*QUOTED TEXT*.
Start

# Interesting: Running reduces Muscle Mass?



## andyo (Nov 6, 2003)

Hi all. 

Had an interesting conversation with a newbie to the fitness world today, who is trying to add some build to his frame. 

He makes a noble effort. But an interesting topic came under discussion: He told me that a bodybuilder who is at the gym told him that Running on the treadmill reduces muscle gains. 

Being a certified professional(ACE), I disputed his claim. I asked him to be more specific, which he could'nt. 

In my contest bulk and cut experiences, I have never found running to either reduce or increase muscle mass, rather than a great cardio exercise. Of Course, everyone is different and everyone has their own theories. But I have never once read a published article stating the above by anyone. 

So my question is: DOES running decrease muscle mass? I am not speaking of a long-distance marathoner, rather from a bodybuilding perspective. Thanks. ( I could be wrong, who knows?)


----------



## Arnold (Nov 6, 2003)

Yes, long duration cardio is catabolic, HIIT cardio is the best way to preserve LBM and reduce bf. 

My quick analogy is compare a runner and a sprinter, the runner is skinny, not much LBM and probably even high bf than the sprinter who will have more LBM, be leaner, etc.

We have discussed this several times here, you might want to do a search.


----------



## BabsieGirl (Nov 6, 2003)

I agree with Prince.


----------



## maddog1 (Nov 6, 2003)

Long distance running definitely breaks down the muscles.


----------



## Mudge (Nov 6, 2003)

The body is not going to want to be a marathoner and bodybuilder at the same time. Just like if you are 'starving' the first thing to go is muscle, because it is wastefull. If you tell the body hey I want endurance, then muscle is going to go bye bye at some point also.


----------



## buffed (Nov 6, 2003)

This is what ive heard. Running at a certain time will help you to burn fats(20-30mins). However, if you are running too long it will break down the muscles.


----------



## andyo (Nov 6, 2003)

Right, all of these replies I know already,


But my question was: 
Does Running instead of walking (NOT a marathoner, or a sprinter) cause catabolism over 10 minutes?


----------



## andyo (Nov 6, 2003)

BTW Buffed: You are right: at about 20 minutes the body starts using stored fats as energy during medium-hi intensity cardio. 

Thanks for all the replies too everyone.


----------



## Arnold (Nov 6, 2003)

> _*Originally posted by andyo *_
> But my question was:
> Does Running instead of walking (NOT a marathoner, or a sprinter) cause catabolism over 10 minutes?



in 10 minutes, probably not, but what is the point of running for 10 minutes?


----------



## Mudge (Nov 6, 2003)

End

*DATA PROVIDED*.

Start

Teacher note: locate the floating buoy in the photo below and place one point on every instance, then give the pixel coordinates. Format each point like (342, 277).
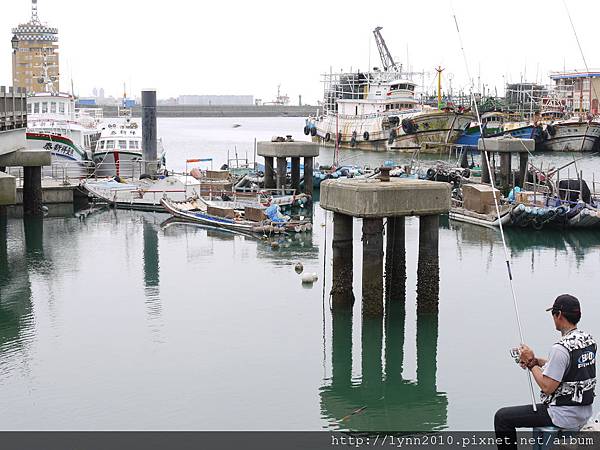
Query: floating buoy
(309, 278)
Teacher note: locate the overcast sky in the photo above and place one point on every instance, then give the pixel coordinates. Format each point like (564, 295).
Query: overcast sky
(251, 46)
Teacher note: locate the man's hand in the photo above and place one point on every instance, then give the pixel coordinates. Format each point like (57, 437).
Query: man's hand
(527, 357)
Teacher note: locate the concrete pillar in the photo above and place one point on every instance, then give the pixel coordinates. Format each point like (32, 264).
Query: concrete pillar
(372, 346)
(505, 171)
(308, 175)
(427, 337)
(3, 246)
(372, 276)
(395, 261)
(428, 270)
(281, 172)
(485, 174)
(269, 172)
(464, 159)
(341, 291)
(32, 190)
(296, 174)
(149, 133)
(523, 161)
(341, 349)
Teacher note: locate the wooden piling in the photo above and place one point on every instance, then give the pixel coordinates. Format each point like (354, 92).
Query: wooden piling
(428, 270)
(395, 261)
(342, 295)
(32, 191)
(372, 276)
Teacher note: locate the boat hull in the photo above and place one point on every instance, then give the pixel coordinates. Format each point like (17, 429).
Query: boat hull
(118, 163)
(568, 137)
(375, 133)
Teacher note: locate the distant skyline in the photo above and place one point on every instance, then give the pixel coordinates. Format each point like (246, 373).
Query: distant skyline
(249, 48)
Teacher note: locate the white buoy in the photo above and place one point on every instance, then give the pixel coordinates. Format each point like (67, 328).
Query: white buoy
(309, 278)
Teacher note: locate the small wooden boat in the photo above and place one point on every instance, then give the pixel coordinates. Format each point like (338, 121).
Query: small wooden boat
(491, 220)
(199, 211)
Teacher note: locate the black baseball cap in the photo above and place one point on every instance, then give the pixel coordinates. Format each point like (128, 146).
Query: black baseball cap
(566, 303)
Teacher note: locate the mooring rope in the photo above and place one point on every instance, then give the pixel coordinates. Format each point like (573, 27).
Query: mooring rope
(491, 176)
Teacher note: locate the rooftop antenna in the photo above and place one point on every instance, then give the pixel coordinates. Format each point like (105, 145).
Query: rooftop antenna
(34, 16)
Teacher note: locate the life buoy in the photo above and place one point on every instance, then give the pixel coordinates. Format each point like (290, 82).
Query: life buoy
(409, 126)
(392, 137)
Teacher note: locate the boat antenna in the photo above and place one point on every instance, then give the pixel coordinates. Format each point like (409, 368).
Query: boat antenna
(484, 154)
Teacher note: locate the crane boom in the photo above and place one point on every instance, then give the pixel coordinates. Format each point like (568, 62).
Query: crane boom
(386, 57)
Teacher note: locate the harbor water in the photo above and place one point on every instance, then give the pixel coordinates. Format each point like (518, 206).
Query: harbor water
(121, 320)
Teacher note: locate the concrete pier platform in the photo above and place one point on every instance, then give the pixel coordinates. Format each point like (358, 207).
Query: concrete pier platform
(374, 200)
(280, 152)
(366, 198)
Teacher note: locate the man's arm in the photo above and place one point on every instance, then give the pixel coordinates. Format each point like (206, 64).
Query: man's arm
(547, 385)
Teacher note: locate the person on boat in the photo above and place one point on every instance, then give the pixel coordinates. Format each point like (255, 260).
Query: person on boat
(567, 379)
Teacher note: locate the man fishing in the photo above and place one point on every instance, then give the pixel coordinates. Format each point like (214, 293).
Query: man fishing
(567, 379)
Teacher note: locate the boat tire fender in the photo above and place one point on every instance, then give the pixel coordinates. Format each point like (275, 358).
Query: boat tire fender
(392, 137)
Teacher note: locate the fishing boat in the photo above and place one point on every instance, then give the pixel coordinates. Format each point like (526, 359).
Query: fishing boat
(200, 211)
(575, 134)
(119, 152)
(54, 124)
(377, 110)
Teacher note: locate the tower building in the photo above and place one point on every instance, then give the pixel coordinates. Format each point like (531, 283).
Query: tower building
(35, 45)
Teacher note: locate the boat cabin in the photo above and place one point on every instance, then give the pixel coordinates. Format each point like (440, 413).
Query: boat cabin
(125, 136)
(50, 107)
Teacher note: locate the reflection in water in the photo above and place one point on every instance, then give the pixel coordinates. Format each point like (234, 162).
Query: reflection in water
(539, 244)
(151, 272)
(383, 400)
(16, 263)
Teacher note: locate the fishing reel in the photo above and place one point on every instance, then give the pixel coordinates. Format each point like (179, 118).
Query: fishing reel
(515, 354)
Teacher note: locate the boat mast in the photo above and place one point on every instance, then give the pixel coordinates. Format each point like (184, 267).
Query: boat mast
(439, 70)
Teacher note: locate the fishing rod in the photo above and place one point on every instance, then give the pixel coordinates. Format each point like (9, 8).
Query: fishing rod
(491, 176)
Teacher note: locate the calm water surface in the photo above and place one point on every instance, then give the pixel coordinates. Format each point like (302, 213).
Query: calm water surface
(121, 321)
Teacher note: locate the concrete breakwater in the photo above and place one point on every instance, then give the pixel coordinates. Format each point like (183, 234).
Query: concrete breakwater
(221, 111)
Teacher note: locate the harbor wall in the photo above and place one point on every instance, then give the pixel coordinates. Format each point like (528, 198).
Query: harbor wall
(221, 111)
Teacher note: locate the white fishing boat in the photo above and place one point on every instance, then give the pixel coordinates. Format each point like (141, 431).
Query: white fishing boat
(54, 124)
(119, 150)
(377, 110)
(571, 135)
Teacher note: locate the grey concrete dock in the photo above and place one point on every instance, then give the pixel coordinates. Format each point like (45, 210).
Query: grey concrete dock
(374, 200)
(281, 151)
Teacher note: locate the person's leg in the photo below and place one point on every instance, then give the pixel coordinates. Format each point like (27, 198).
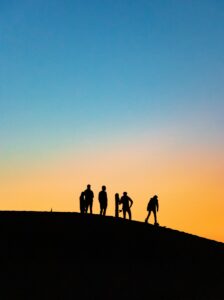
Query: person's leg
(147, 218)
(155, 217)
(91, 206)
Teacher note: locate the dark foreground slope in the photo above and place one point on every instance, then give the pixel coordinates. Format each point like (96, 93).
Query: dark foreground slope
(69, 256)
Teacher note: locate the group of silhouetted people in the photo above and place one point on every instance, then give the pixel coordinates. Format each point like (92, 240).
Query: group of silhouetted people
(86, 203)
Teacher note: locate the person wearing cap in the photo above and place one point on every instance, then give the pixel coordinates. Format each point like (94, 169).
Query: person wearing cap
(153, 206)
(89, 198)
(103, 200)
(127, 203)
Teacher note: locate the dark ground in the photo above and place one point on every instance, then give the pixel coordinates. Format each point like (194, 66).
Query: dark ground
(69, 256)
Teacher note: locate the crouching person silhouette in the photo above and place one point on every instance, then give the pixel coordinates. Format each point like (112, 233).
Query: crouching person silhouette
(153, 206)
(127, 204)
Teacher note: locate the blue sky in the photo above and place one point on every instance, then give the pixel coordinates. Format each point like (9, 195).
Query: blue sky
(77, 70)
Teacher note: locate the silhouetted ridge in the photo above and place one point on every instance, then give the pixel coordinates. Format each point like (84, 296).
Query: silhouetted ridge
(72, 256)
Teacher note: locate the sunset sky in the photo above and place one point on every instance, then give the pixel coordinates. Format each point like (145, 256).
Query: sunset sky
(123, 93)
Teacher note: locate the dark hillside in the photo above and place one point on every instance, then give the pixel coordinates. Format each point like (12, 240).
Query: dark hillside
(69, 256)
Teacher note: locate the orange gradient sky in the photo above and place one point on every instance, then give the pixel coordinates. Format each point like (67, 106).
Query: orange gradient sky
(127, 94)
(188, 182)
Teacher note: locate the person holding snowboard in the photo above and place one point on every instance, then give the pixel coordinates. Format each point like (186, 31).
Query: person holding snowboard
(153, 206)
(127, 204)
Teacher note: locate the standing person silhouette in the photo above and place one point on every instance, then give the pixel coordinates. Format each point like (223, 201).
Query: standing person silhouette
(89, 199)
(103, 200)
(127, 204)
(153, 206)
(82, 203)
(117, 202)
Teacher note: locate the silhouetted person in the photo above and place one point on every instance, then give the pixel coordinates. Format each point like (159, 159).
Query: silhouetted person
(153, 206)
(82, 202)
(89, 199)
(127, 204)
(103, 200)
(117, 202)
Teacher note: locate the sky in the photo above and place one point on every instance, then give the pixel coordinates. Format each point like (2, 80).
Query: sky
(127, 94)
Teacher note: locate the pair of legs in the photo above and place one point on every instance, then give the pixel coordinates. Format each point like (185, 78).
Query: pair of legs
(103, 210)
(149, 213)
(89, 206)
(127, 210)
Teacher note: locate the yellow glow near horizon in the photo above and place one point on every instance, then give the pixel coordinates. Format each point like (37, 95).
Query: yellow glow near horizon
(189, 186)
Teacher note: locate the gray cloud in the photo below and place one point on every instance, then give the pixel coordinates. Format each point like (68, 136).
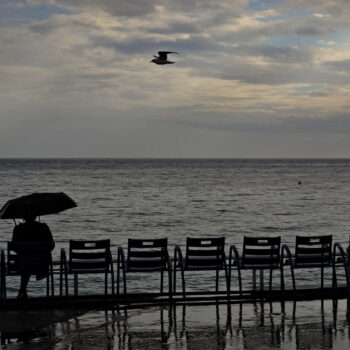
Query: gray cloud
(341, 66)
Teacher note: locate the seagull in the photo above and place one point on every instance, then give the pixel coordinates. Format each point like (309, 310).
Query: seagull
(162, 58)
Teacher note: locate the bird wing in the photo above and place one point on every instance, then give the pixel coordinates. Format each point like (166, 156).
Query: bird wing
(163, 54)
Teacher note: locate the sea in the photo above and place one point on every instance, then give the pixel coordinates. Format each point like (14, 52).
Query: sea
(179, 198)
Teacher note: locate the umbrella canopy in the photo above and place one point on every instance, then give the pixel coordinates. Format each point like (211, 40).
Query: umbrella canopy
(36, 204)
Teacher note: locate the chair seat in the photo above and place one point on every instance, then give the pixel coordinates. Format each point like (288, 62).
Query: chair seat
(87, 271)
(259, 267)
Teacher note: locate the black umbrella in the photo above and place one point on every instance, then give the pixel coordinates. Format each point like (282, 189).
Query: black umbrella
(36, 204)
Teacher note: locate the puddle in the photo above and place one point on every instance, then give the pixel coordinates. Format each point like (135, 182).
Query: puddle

End

*DIRECTION A*.
Reproduce a passage from the forum thread above on whether running reduces muscle mass. Begin at the words "Yes, long duration" and stop after "BabsieGirl (Nov 6, 2003)".
*DIRECTION B*.
Write the next part of the forum thread on whether running reduces muscle mass, picking up after its last line.

*EXPECTED ANSWER A*.
Yes, long duration cardio is catabolic, HIIT cardio is the best way to preserve LBM and reduce bf. 

My quick analogy is compare a runner and a sprinter, the runner is skinny, not much LBM and probably even high bf than the sprinter who will have more LBM, be leaner, etc.

We have discussed this several times here, you might want to do a search.


----------



## BabsieGirl (Nov 6, 2003)

*EXPECTED ANSWER B*.
> _*Originally posted by andyo *_
> But my question was:
> Does Running instead of walking (NOT a marathoner, or a sprinter) cause catabolism over 10 minutes?



I never saw reference to a time in your post, 10 minutes is not long enough to do much of any good according to science.


----------



## HoldDaMayo (Nov 6, 2003)

10 minutes is long enough for me to get about half a mile...


----------



## spartan (Nov 6, 2003)

I am a firm believer of the benifits of high intensity short deration running. Because of my job I am sometimes forced to run in excess of 18kms. I can feel my body eating itself on these runs( or so I think). But given the choice I love the 1.5 mile sprint. I feel that suckha short duration run at such a high intensity has all the benifits of a brutal cardio workout one could ask for. It will increase your V02 max and give your heart and lungs the workout long distince runners crave. Oh ya long distance running not only ruins your knees but makes you impotent.LOL


----------



## Jodi (Nov 6, 2003)

> _*Originally posted by Prince *_
> Yes, long duration cardio is catabolic, HIIT cardio is the best way to preserve LBM and reduce bf.


I agree even though I hate HIIT and would prefer to do moderate cardio.


----------



## P-funk (Nov 6, 2003)

running is just really rough on the body in general.  If you are going to do cardio opt for something a little more low impact like the stationary bike or the elliptical.


----------



## andyo (Nov 7, 2003)

Thanks all,


----------



## andyo (Nov 7, 2003)

Here is what I have figured out:

So long as the athlete keeps cardiovascular exercise  Anearobic, in short burst type exercise, with frequent stops, basically HIIT, while keeping calories at a surplus during training, theoretically they will hold onto the muscle mass.


----------



## Tha Don (Nov 8, 2003)

look at runners....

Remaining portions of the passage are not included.